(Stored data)

[BEGIN]

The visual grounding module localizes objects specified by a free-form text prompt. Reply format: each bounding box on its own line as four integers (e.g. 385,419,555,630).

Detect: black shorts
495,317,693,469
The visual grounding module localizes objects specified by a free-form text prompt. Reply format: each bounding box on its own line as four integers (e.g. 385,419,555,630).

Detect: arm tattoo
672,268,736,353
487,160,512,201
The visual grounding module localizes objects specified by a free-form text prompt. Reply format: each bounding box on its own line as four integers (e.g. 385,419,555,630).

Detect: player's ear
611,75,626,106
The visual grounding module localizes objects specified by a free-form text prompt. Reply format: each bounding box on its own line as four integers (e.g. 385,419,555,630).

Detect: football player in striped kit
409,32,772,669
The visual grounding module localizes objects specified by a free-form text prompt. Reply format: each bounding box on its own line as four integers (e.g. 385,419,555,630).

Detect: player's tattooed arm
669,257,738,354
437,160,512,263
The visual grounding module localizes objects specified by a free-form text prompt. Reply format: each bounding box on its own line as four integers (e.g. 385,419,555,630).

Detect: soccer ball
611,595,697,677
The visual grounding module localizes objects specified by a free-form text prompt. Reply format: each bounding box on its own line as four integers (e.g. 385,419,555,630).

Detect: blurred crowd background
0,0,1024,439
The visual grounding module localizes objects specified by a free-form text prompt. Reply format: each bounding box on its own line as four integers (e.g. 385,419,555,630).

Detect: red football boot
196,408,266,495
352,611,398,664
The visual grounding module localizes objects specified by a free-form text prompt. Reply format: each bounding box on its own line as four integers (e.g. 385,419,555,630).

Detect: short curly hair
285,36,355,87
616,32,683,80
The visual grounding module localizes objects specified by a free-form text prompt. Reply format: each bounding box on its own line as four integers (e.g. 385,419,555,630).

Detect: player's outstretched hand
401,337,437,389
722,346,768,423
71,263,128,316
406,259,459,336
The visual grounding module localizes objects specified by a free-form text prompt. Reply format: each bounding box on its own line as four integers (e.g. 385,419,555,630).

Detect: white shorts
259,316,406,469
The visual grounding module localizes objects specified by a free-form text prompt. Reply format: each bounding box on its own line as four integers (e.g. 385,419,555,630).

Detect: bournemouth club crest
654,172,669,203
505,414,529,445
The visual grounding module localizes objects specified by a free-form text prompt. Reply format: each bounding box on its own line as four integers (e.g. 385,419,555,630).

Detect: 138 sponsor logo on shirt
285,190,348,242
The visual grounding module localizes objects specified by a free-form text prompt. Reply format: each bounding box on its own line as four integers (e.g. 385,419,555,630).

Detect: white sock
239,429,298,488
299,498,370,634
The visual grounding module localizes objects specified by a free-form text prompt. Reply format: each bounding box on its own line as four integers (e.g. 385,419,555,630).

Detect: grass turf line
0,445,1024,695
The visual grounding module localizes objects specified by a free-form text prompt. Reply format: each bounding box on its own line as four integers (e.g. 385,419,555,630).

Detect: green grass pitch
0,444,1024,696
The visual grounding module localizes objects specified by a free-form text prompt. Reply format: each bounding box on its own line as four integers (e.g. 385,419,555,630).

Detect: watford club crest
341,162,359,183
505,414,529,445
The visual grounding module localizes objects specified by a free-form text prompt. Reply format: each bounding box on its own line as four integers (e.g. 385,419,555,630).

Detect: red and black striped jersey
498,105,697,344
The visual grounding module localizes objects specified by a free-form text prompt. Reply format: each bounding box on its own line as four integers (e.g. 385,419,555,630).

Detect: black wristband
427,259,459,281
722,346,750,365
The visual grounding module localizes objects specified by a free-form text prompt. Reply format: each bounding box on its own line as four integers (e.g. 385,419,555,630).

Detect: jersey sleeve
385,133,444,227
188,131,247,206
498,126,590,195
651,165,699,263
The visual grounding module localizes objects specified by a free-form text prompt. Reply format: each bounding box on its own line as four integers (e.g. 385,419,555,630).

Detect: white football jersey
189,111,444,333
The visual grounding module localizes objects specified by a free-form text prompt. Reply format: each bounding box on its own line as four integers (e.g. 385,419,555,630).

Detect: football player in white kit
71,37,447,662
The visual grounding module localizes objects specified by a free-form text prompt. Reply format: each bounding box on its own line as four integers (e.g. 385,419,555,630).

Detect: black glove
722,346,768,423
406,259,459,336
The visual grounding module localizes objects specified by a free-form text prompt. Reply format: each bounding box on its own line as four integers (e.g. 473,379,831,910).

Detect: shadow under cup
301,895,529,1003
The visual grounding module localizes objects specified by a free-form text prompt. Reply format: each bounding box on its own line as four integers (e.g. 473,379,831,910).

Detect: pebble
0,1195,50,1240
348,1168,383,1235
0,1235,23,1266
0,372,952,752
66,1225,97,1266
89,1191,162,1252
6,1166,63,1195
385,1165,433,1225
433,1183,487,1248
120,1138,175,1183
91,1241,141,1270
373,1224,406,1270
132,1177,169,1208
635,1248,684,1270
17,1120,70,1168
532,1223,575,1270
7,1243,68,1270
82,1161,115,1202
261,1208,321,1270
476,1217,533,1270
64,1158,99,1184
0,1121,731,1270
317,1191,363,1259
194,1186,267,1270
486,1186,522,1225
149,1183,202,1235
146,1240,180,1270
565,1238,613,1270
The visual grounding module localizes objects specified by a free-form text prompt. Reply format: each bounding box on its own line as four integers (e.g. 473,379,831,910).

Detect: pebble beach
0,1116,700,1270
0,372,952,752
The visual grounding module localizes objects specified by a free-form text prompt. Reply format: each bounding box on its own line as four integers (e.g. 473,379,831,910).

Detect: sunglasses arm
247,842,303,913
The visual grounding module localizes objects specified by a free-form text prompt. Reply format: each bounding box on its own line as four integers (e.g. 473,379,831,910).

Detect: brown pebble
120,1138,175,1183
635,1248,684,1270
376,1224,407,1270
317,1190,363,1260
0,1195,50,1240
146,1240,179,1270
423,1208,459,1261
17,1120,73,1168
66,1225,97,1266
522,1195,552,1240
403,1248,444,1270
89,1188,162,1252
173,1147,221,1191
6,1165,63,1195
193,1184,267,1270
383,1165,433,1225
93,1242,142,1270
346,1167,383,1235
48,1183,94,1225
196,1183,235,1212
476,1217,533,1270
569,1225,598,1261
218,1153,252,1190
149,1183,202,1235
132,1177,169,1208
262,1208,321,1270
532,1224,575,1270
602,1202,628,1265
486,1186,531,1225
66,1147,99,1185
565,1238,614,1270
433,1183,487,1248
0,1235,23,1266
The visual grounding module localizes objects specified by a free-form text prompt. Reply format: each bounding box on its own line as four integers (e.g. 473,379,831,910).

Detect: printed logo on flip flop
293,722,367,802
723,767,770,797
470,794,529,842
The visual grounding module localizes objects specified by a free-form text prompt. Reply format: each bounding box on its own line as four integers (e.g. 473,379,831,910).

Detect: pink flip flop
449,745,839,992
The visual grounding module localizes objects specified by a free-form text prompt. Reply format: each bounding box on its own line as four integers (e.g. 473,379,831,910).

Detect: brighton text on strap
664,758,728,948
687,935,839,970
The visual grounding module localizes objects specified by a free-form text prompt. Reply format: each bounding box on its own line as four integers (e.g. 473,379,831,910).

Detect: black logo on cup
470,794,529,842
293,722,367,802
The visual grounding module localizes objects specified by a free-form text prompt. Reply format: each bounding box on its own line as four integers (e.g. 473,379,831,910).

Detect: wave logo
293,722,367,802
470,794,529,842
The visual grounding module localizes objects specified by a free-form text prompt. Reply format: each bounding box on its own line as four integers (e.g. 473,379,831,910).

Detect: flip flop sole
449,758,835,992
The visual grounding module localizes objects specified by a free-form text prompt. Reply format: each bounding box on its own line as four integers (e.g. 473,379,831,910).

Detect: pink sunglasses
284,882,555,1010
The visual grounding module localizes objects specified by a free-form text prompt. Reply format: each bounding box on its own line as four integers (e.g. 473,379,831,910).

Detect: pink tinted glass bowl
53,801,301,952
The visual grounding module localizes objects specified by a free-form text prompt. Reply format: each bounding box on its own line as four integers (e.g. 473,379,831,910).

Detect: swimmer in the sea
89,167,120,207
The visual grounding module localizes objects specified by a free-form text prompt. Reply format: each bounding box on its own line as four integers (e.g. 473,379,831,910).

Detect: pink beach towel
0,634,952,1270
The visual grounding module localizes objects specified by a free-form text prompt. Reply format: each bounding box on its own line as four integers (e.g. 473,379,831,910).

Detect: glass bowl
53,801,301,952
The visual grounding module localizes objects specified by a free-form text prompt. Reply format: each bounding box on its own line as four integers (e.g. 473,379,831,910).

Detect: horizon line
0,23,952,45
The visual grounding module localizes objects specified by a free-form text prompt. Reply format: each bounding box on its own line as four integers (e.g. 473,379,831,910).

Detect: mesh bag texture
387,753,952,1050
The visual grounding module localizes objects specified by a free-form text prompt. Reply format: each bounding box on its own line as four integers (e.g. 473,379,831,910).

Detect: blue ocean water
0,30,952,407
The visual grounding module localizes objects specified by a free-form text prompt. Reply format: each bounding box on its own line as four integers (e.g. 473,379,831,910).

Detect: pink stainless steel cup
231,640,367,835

[END]

== REQUIREMENT ==
Tally how many lines in the stored data contain the word "crest", with case counting. Give only the number.

== PROBLEM SOLUTION ==
2